**КОРОТКОЕ ЗАДАНИЕ A**.
Оформите как CSV с двумя столбцами, «вход» и «выход», записи начиная со строки, содержащей «TARGET = large leafy tree», и заканчивая концом записей (оба края включительно). Каждой записи отведите одну строку: ее текст и ответ поместите каждый в отдельное поле в кавычках, заменив переносы строк пробелами.

**ТЕКСТ СТРАНИЦЫ**.
+-------+

2 августа 1946 года в Божанси Неве сделалось плохо, и его отвезли в Париж. В последнем своем письме епископ говорит о России. 27 августа 1946 года он писал о. Жерве: "Никаких ново­стей от о. Антонио Лабержа и даже от о. Леопольда-Мари Брауна. Я ничего не понимаю. Г-жа Отт недавно сообщила мне, что ремонт церкви св. Людовика (крыша, отопление, свет) продвигается безна­дежно медленно". 10 октября 1946 года он писал родственникам в Жьен, что на него набросились всевозможные просители. Один высокопоставленный чиновник просит замолвить словечко, чтобы его назначили в Марокко; некая француженка, бежавшая из Рос­сии и совершенно разоренная большевиками, просит найти ей ме­ховую шубу — длинную, теплую, бывшую в употреблении, но в хорошем состоянии и не очень дорогую!

Икота, помешавшая Неве присутствовать на хиротонии монсеньора де Ла Вакри444, прошла, и Всеблагой Господь преподнес ему очень приятный сюрприз — три дня назад к нему зашел исповед­ник веры монсеньор Слосканс, рукоположенный во епископа в 1926 году. "Предательски арестованный ГПУ в Могилеве, отправ­ленный сначала на Соловки, а потом в Сибирь, он чуть не умер с голоду и оглох. Когда мне в Москве рассказали об этом, я предпри­нял инициативу, поддержанную впоследствии Пием XI, — предло­жил, чтобы Слосканса обменяли, используя в качестве посредника представительство Латвии в Москве. Переговоры увенчались ус­пехом, но за одного епископа латышское правительство передало Сталину десять своих коммунистов. Как жаль, что я не могу под­робно рассказать вам обо всех приключениях этого достойнейше­го епископа, которого увидел впервые за двадцать лет! В 1941 году Латвию захватили немцы, потом в Ригу снова вернулись красные тираны — лишь недавно ему удалось уехать оттуда; он так много повидал. Сейчас этот святой человек едет в Рим на встречу с Пием XII"445. Письмо от 10 октября 1946 года было последним из­вестным нам посланием Неве.

17 октября по благословению кардинала Сюара Неве должен был совершать венчание в церкви Сен-Пьер-де-Шайо. Жених и не­веста заняли места возле алтаря, а викарий пошел в сакристию за монсеньором. Он нашел его лежащим на полу без признаков жиз­ни. Смерть наступила от сердечного приступа или от кровоизлияния в мозг; в руке он сжимал четки. Чин погребения состоялся в цер­кви Сен-Пьер-дю-Гро-Гайу — в его приходе, церемонию возглавил кардинал Сюар. Мессу совершил о. Жерве Кенар. Кардинал прочитал разрешительную молитву. В службе приняли участие монсеньор Ле Энсек, генерал отцов Святого Духа, монсеньор Лемэр, генерал Заграничных Миссий, монсеньор Ролан Госслен, епископ Версальс­кий. В отсутствие монсеньера Ронкалли, находившегося в отпуске в Италии, нунциатуру представлял монсеньор Одди. От русских католиков были о. Дюмон и каноник Рупп. От министерства ино­странных дел пришли супруги Лабулай и г-жа Альфан.

+-------+

(Записи для определения положения)
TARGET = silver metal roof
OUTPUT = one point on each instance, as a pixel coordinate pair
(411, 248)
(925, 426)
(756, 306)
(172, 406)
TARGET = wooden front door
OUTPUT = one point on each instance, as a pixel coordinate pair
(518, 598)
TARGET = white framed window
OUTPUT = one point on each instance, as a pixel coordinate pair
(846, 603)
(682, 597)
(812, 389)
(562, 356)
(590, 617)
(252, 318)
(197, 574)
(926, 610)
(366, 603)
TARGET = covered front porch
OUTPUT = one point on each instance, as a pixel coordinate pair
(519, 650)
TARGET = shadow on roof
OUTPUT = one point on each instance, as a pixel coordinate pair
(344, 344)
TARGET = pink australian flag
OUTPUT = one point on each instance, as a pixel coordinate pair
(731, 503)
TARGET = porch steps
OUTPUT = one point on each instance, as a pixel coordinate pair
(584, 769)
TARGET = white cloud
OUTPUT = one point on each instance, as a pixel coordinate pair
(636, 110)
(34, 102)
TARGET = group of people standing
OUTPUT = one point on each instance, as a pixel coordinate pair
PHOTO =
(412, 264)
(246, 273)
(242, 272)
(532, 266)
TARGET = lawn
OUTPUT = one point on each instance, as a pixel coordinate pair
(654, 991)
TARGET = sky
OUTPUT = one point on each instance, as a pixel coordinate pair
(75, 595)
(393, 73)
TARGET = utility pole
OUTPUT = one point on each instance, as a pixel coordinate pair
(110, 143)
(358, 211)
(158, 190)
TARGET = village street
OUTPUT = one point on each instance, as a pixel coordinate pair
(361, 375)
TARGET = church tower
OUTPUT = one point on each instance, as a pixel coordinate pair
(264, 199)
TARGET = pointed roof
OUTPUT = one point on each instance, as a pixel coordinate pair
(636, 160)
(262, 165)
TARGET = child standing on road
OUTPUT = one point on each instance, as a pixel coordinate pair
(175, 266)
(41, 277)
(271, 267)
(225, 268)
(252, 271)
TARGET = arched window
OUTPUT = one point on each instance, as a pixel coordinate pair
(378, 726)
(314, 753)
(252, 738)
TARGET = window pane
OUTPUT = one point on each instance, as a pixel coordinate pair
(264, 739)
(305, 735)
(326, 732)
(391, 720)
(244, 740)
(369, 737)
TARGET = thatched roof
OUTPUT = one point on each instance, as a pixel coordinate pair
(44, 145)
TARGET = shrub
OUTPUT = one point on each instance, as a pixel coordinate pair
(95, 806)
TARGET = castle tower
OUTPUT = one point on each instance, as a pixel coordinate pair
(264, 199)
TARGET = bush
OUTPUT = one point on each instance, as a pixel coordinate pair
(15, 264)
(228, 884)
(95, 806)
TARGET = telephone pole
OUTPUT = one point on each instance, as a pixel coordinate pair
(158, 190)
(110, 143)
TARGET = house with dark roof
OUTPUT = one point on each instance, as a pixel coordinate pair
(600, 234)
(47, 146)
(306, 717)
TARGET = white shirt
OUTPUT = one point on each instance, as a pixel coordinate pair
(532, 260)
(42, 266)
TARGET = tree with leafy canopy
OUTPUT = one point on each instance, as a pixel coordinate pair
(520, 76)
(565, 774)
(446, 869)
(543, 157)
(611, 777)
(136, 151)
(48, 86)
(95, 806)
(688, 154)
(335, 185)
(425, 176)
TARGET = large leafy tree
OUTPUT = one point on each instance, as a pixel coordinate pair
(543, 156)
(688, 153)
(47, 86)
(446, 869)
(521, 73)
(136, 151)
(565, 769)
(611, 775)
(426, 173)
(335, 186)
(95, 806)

+-------+

**КОРОТКОЕ ЗАДАНИЕ B**.
Ответьте на вопросы по тексту страницы:
(i) Какого числа Неве сделалось плохо в Божанси?
(ii) Сколько своих коммунистов латышское правительство передало Сталину за одного епископа?
(iii) Кто совершил мессу на чине погребения Неве?

**ПОЛНОЕ РЕШЕНИЕ A**.
вход,выход
"TARGET = large leafy tree OUTPUT = one point on each instance, as a pixel coordinate pair","(543, 156) (688, 153) (47, 86) (446, 869) (521, 73) (136, 151) (565, 769) (611, 775) (426, 173) (335, 186) (95, 806)"

**ПОЛНОЕ РЕШЕНИЕ B**.
(i) 2 августа 1946 года.
(ii) Десять.
(iii) О. Жерве Кенар.